Document:

------------------------------------------------------------

Part of the essay is concerned with the Internet. I've pointed out that you can get accurate and up-to-date information online, but it's difficult to sort the wheat from the chaff. To illustrate the point, I thought I'd contrast Bad Astronomy with Godlike Productions. An extreme comparison, I think you'll agree, but a complete newcomer with limited time might not know which one to go for.

So, what purely objective indications are there that BA is the one to go for? I'm thinking in terms of honourable mentions in respected journals, awards and so on.

Spacewriter
2005-Apr-01, 03:12 PM
I dunno about awards, but the fact that Phil is a PhD astronomer and walks the walk is a pretty good sign that his site is to be trusted.


;)

and no, I'm not just sucking up... too much...;)

Paul Beardsley
2005-Apr-01, 03:31 PM
I dunno about awards, but the fact that Phil is a PhD astronomer and walks the walk is a pretty good sign that his site is to be trusted.

------------------------------------------------------------

Records of point placements:

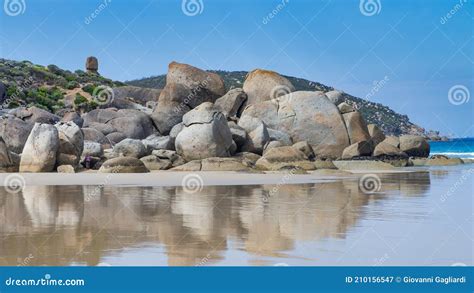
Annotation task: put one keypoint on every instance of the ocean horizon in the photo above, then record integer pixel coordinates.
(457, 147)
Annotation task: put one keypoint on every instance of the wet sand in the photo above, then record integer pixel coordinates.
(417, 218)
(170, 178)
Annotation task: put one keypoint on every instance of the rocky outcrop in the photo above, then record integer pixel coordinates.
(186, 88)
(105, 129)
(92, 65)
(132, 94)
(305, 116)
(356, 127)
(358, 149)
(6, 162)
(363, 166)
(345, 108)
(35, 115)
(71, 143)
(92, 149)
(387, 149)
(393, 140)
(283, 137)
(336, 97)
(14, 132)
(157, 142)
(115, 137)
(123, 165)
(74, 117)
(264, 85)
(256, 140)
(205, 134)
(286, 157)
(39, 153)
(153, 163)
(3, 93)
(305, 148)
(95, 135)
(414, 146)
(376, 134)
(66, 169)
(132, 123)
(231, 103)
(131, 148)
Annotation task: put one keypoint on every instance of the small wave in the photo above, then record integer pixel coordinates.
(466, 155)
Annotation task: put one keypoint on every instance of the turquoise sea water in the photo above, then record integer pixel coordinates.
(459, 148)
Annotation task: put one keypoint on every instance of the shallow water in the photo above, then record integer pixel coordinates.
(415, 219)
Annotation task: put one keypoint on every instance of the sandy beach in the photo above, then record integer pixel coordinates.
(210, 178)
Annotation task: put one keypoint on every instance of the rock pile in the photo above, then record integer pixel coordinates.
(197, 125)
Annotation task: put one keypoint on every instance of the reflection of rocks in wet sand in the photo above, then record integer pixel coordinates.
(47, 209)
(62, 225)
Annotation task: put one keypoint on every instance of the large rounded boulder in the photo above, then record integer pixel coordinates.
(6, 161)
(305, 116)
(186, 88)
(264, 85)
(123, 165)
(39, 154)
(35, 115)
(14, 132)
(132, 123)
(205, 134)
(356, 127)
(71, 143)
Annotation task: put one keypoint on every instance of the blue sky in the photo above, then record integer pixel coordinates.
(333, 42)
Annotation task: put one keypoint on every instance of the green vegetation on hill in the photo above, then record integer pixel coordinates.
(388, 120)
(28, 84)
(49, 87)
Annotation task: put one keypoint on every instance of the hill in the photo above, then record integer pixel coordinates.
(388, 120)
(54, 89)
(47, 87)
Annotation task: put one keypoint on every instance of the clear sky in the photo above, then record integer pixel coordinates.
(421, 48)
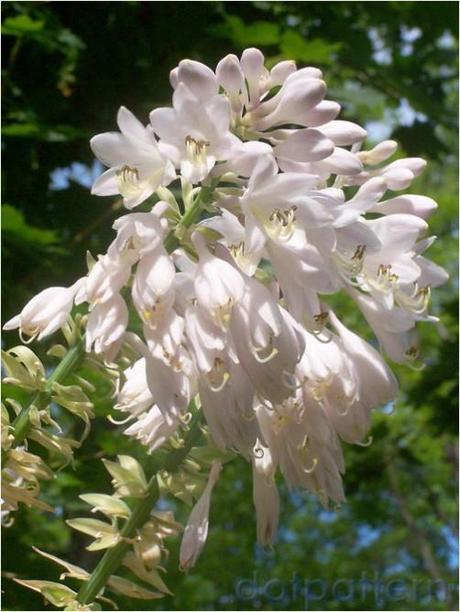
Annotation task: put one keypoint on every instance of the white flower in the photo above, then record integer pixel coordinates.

------------------------------------------------------------

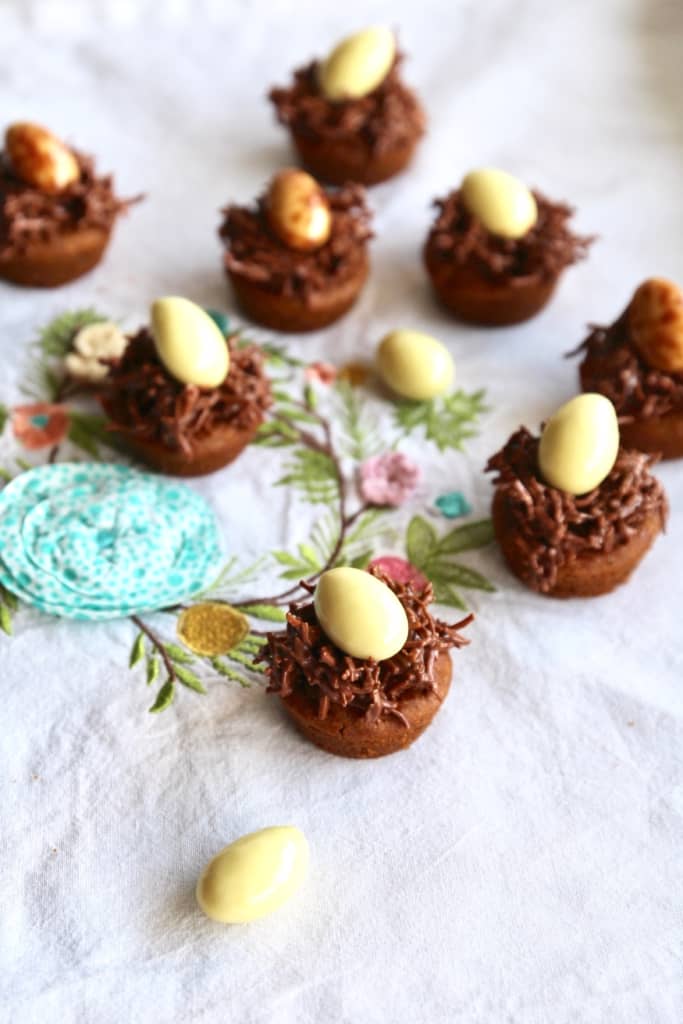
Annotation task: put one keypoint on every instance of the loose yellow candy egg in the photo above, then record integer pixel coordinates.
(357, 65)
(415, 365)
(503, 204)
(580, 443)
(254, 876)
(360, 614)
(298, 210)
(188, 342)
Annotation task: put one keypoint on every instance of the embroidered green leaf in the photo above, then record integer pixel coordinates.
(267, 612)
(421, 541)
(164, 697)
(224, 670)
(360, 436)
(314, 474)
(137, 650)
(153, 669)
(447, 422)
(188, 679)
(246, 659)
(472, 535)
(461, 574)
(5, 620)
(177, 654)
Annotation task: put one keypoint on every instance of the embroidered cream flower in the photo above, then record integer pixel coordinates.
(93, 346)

------------------------------------------------------------

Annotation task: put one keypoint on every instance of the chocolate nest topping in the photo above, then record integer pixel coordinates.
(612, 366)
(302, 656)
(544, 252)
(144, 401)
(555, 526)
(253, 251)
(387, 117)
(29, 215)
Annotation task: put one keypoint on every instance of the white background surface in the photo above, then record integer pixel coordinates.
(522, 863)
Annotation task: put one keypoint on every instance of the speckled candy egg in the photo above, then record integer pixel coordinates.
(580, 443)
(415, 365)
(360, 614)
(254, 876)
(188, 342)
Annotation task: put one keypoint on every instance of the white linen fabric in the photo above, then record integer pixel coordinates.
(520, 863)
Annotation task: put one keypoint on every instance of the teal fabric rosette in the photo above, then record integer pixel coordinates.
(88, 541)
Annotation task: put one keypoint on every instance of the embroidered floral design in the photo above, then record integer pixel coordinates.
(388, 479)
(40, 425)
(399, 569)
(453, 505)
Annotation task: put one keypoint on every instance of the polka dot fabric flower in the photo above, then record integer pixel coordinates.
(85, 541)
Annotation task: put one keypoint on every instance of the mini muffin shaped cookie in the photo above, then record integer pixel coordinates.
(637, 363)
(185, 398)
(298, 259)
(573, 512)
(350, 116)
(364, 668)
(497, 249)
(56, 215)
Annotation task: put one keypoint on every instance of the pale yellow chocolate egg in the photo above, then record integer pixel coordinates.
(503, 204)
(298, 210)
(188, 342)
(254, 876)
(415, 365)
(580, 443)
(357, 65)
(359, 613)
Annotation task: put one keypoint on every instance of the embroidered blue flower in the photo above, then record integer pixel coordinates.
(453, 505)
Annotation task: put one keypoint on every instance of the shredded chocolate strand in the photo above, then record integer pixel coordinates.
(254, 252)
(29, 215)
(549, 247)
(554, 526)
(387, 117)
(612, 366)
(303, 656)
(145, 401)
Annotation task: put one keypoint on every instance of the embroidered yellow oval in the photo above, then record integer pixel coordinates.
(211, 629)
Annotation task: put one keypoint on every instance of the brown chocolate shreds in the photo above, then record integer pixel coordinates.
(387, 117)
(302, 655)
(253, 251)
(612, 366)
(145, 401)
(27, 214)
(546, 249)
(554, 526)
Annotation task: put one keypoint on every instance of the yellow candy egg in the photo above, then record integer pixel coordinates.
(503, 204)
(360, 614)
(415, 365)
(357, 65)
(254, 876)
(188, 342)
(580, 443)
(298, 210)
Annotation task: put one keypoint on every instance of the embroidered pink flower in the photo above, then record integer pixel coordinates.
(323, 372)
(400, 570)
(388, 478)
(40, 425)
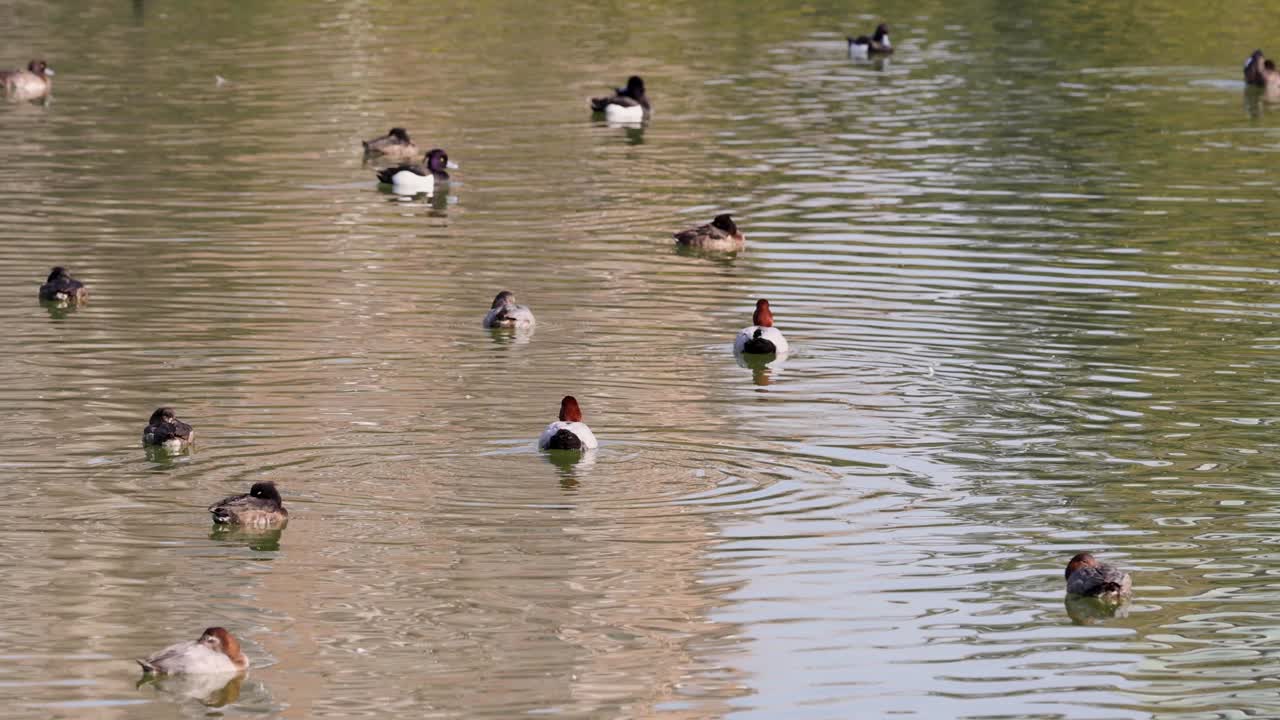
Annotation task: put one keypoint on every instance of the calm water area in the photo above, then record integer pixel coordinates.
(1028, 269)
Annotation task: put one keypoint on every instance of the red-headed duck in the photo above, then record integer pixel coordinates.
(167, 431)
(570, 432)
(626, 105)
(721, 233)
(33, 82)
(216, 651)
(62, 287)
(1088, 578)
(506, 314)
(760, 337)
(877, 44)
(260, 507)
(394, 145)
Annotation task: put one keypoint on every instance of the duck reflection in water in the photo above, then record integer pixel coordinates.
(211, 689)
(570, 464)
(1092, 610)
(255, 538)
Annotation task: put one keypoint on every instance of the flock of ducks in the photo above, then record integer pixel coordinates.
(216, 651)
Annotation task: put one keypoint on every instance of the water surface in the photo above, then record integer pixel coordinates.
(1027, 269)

------------------------------------------------------------

What you need to do:
Please continue the forum thread about judging which astronomy website to trust, picking up right after its final line.

Response to this task:
Oh, I agree absolutely, but what's to stop someone putting together their own website and then claiming to have qualifications? I'm thinking in terms of a 17 year old student who has to write an essay on space exploration, and the first website he stumbles across begins with, "I am Dr Jenkins, an expert in rocketry, computers and radiation. In the 1960s I worked for NASA; I had the job of advising the film crew who faked the lunar landings."

Here's the relevant bit in my essay:


A more serious problem is that, whereas accurate information is readily available on the Internet, it is not easy to sort the wheat from the chaff. Anybody with Internet access can create a website; all they need is the ability to use Hyper Text Markup Language (HTML) or a web designer such as Elibriumís Web Page Designer Gold. There is no universally-recognised quality control over the information content in any website. This is also true of bulletin boards and discussion groups.

To illustrate the range of quality of websites, I will consider two. www.badastronomy.com is run by Dr. Philip Plait, an astronomer and author who is widely respected in the field. The bulletin board is frequented by a diverse number of people who are interested in astronomy, spaceflight and related matters, including authors, scientists, and engineers. Anyone asking a relevant question can usually expect a friendly and informative reply, often from an expert in the field. Politeness is enforced; members who use abusive language are banned. Speculative discussions that go outside the scientific mainstream are welcomed, but posters who make radical claims are required to back these claims up with evidence.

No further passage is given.